Saturday, January 19, 2019

Weather Bump

Always a factor at this time of year, weather will have a bearing on shipping activity Sunday January 20, as storm passes up the Bay of Fundy, with snow and or rain and high winds.

One ship will be leaving port because of the storm. Thorco Liva, which has been anchored in a very light condition in Bedford Basin since January 8 will put to sea to ride out the weather. During the last day of high winds, January 9, the ship dragged anchor at least twice and had to take a pilot to re-anchor. The ship will sail at 0700 hrs Sunday morning.

Photo taken one week ago shows very placid conditions - unlike what is expected in the next 24 hours.

The Irving Oil tanker East Coast is scheduled to sail at 1015 hrs Sunday, but that is tentative. It is docked at Imperial Oil, and will have to leave that dock if conditions get rough, and would likely then anchor in the harbour.

Among the arrivals scheduled for Sunday is Salarium at 0500. After discharging a cargo of salt in Saint John during the week it is en route back to the Magdalen Islands. It also anchored in Halifax during the last storm on January 1.

Maersk Penanag arriving from Montreal is due at 1615.

Algoma Integrity is due at 1900. The plan is to anchor until the storm has blown itself out, then take on a load of gypsum.


More Algoma in Halifax

Algoma Central Corporation is on the move again with more acquisitions.

The Algoma Tankers division's Algonorth arrived again today on its shuttle run from the Valero refinery in Lévis, Quebec for Imperial Oil. In view of impending bad weather - including high winds tomorrow - the ship tied up at Pier 9C to wait it out. Since the ship arrived from Sweden at the end of November it has been dedicated to the Halifax run.

= = = =

▸ **TASK TO COMPLETE**
Extend the Halifax shipping post from its last sentence.

= = = =

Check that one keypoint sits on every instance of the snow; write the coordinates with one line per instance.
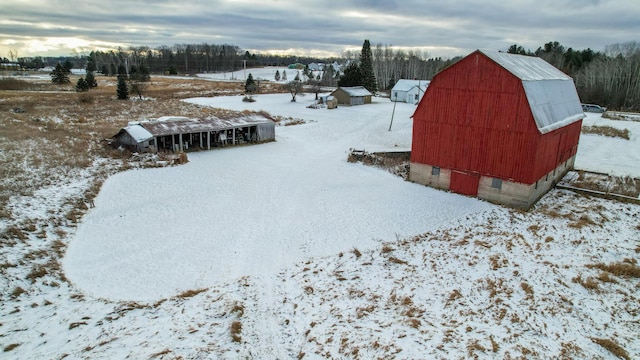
(319, 258)
(614, 156)
(264, 73)
(263, 207)
(356, 90)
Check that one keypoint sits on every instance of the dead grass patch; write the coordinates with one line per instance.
(17, 291)
(620, 269)
(606, 131)
(37, 272)
(387, 249)
(190, 293)
(589, 283)
(612, 347)
(583, 221)
(160, 353)
(10, 347)
(238, 309)
(395, 260)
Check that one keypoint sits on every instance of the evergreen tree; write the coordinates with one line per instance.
(250, 86)
(91, 63)
(138, 77)
(82, 85)
(366, 68)
(294, 87)
(143, 70)
(59, 75)
(122, 90)
(122, 71)
(90, 79)
(351, 77)
(67, 66)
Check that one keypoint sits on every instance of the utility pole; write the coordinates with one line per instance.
(394, 111)
(244, 66)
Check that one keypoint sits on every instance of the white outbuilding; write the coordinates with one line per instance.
(409, 91)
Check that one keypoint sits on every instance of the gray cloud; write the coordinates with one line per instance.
(445, 28)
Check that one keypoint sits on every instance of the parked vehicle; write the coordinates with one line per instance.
(593, 108)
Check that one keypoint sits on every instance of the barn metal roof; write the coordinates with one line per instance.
(181, 125)
(551, 93)
(356, 90)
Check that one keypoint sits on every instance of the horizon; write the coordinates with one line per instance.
(314, 29)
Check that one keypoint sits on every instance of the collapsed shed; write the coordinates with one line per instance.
(178, 133)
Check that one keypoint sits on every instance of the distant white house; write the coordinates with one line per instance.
(409, 91)
(352, 95)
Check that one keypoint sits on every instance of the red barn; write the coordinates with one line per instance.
(498, 126)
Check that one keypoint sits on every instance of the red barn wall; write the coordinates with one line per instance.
(475, 117)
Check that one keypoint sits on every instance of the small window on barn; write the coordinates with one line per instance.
(496, 183)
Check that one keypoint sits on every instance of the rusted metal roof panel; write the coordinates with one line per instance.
(182, 125)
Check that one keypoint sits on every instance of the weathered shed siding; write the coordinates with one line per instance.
(475, 120)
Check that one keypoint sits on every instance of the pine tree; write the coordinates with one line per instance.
(250, 86)
(90, 79)
(59, 75)
(91, 63)
(352, 76)
(122, 90)
(366, 68)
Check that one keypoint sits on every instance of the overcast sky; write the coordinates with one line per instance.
(309, 27)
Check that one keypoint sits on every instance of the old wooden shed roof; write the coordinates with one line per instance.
(170, 125)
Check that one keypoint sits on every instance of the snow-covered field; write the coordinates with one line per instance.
(285, 250)
(265, 73)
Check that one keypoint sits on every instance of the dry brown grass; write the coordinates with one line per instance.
(612, 347)
(59, 130)
(10, 347)
(620, 269)
(190, 293)
(606, 131)
(589, 284)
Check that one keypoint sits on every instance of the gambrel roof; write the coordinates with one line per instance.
(552, 95)
(356, 91)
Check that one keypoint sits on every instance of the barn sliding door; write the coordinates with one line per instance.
(463, 183)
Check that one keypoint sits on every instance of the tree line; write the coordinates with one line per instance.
(610, 78)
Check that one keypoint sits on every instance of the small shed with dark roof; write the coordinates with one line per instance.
(177, 133)
(352, 95)
(498, 126)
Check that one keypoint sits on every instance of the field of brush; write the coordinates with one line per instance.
(558, 281)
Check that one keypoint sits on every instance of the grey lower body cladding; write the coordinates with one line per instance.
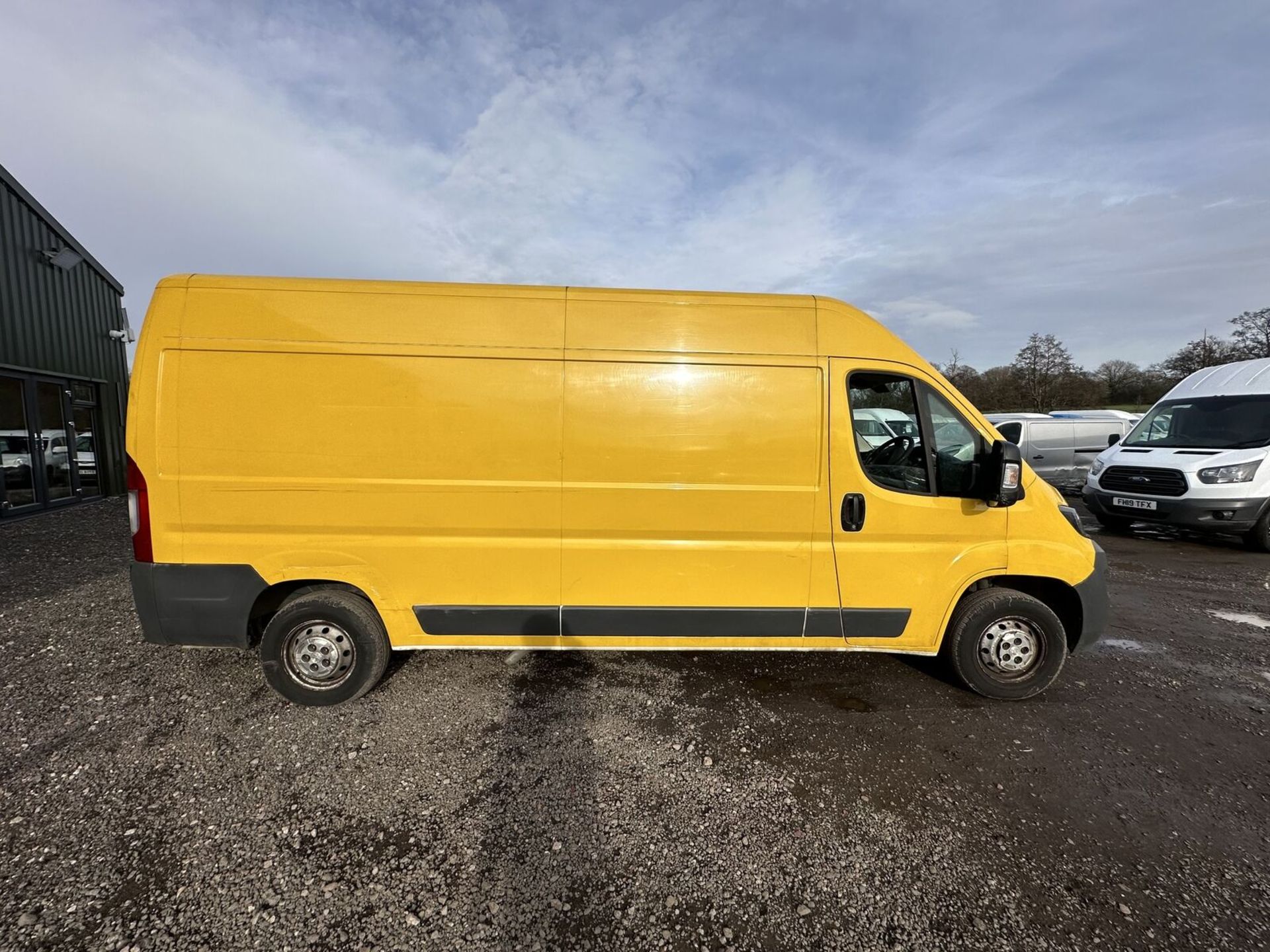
(196, 604)
(689, 622)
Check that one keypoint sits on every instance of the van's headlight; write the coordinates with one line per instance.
(1238, 473)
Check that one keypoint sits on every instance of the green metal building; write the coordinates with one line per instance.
(64, 372)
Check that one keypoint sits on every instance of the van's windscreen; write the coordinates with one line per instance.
(1206, 423)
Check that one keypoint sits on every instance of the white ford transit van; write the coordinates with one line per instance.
(1061, 450)
(1195, 460)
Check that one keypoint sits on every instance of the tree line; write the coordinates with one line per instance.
(1044, 377)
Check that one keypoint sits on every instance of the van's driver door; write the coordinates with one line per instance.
(907, 537)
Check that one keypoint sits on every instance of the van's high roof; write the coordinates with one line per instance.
(1226, 380)
(407, 314)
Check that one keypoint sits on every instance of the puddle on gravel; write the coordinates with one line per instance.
(1256, 621)
(1124, 645)
(851, 703)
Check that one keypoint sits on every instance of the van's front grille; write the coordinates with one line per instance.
(1143, 480)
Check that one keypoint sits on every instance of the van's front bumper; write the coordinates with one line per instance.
(1095, 602)
(207, 606)
(1213, 514)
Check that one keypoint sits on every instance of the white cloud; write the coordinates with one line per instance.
(919, 313)
(969, 178)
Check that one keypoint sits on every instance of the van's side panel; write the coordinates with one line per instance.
(153, 426)
(689, 485)
(422, 474)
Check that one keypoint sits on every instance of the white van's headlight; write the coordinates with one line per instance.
(1238, 473)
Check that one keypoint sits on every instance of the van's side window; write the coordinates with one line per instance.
(900, 461)
(955, 444)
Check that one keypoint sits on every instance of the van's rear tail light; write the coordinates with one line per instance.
(139, 514)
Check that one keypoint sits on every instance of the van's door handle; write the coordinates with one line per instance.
(853, 512)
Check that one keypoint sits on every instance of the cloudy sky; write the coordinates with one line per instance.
(968, 172)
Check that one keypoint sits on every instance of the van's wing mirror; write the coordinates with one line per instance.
(1003, 474)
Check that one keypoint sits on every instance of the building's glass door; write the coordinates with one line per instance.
(55, 440)
(84, 456)
(17, 450)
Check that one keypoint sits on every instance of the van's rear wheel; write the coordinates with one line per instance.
(324, 648)
(1003, 644)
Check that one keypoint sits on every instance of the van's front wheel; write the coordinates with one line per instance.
(1257, 539)
(1003, 644)
(324, 648)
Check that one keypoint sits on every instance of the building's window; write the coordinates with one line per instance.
(898, 463)
(52, 437)
(955, 444)
(85, 451)
(17, 477)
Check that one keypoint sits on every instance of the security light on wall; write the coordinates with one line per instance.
(64, 258)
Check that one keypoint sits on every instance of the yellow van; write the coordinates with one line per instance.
(334, 469)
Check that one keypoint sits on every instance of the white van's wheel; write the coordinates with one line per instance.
(324, 648)
(1257, 539)
(1003, 644)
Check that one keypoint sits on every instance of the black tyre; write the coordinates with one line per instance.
(1003, 644)
(324, 648)
(1257, 539)
(1114, 524)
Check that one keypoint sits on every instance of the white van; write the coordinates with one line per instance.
(1095, 415)
(1061, 451)
(880, 424)
(1195, 460)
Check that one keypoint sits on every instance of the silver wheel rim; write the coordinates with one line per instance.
(319, 655)
(1010, 649)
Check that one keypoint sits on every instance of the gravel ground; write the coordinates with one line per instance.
(161, 799)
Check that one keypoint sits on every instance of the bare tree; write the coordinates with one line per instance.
(1042, 367)
(1122, 379)
(1198, 354)
(1253, 333)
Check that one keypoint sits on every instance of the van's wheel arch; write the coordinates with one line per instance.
(1005, 644)
(1257, 539)
(324, 647)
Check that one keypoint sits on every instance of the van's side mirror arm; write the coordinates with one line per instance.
(1003, 474)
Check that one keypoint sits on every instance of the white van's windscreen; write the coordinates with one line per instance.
(1206, 423)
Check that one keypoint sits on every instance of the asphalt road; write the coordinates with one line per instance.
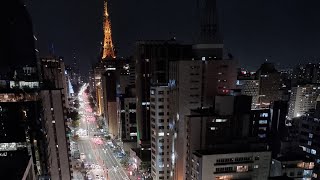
(97, 152)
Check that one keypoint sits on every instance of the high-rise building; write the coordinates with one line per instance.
(306, 74)
(269, 82)
(59, 160)
(249, 85)
(20, 137)
(12, 55)
(54, 102)
(237, 162)
(161, 133)
(222, 131)
(22, 143)
(152, 63)
(293, 165)
(308, 134)
(302, 99)
(194, 84)
(128, 119)
(109, 90)
(53, 75)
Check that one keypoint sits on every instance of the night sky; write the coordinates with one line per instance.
(284, 31)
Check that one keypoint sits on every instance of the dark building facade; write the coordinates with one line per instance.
(151, 68)
(17, 47)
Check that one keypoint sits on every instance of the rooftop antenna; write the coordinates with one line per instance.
(51, 49)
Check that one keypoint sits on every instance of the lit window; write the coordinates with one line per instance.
(221, 120)
(263, 114)
(263, 121)
(310, 135)
(242, 168)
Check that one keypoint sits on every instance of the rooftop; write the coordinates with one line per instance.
(233, 148)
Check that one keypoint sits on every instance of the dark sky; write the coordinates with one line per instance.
(284, 31)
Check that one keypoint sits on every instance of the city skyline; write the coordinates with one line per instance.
(282, 32)
(176, 109)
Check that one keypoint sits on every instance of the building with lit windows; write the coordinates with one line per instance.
(269, 85)
(292, 165)
(306, 74)
(260, 123)
(249, 85)
(152, 62)
(194, 84)
(231, 163)
(59, 156)
(161, 133)
(308, 135)
(128, 119)
(302, 99)
(54, 102)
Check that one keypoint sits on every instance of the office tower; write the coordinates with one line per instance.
(12, 56)
(223, 132)
(302, 99)
(59, 160)
(110, 102)
(293, 165)
(161, 133)
(54, 102)
(238, 162)
(152, 62)
(22, 146)
(195, 84)
(207, 128)
(306, 74)
(285, 85)
(269, 81)
(308, 133)
(260, 123)
(279, 130)
(249, 85)
(98, 71)
(53, 75)
(128, 118)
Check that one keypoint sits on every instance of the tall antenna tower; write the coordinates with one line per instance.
(108, 49)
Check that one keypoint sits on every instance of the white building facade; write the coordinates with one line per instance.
(302, 99)
(161, 134)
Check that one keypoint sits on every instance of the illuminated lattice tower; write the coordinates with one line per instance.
(108, 49)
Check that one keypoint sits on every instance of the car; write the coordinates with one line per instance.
(82, 156)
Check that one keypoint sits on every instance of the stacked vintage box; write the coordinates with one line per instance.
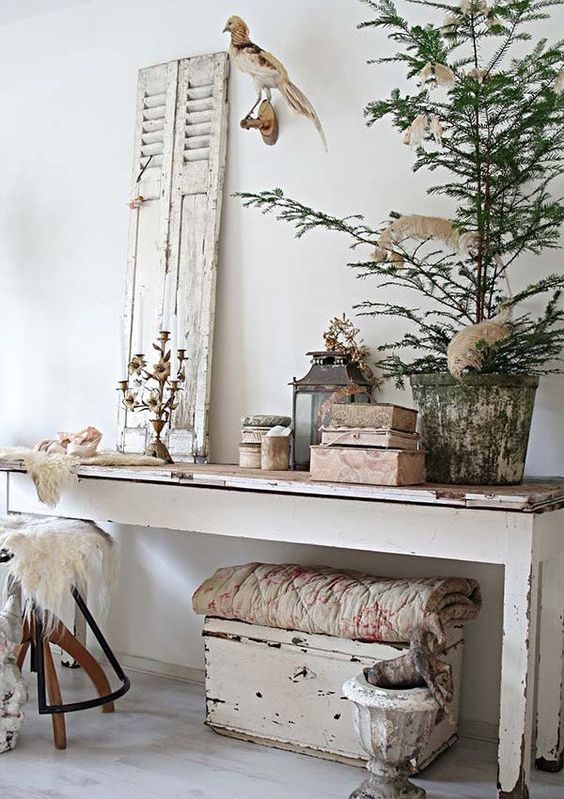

= = = =

▸ **OUTPUT**
Algoma got into the tanker business when it acquired the remnants of the Imperial Oil fleet in 1998. When Imperial closed its Dartmouth refinery, Algoma tankers became rare sights in Halifax. Imperial began to source it refined products in the US or Europe, but has now apparently done a deal with Valero. Most of what Valero refines is now sourced from western Canada, via pipeline to Montreal. Shuttle tankers transfer the crude to Lévis where it is refined. At one time the product was sold under the Ultramar label, but labels don't mean much anymore as far as origin is concerned. (For example, under cover of darkness tonight, Irving's East Coast will shift from the Irving Oil dock to Imperial dock 4 to discharge some cargo.)

Inbound in the Narrows, the ship's colour scheme fits well with the surroundings. I will be sorry to see it repainted in Algoma's deep blue. I will also miss the distinctive white stripe..

The ship's last name, Ramira is still visible above the new name. Due to the stenciler's spacing it looks like two words, but is one.

The ship went into Bedford Basin far enough to turn around.  Although accompanied by the tug Atlantic Fir from the lower harbour it was not until the ship had turned that the tug came along side and made fast.
Back under the A.Murray MacKay bridge again it headed for Pier 9C.

Built in 2008 by Tuzla Gemi Endustrisi in Turkey, he 12,164 grt, 16,8979 dwt tanker was named Gan-Gesture until 2009 when it was acquired by Alvtank Rederi AB and renamed Ramira under the Swedish flag. A DNV Ice class 1A vessel it is well suited to a winter shuttle service between Lévis and Halifax. The ship was registered in Halifax November 9, 2018, but did not arrive in Canada until November 30. Its first arrival in Halifax was December 11, 2018.

Algoma's deep sea fleet will also be growing as they announced Friday that they had made an offer to acquire the Oldendorff Carriers GmbH + Co interest in the CSL International self-unloader pool. In 2016 CSL and Algoma divided up the Klaveness ships in the pool which will now have only CSL and Algoma ships. In this transaction they will acquire three Oldendorff ships.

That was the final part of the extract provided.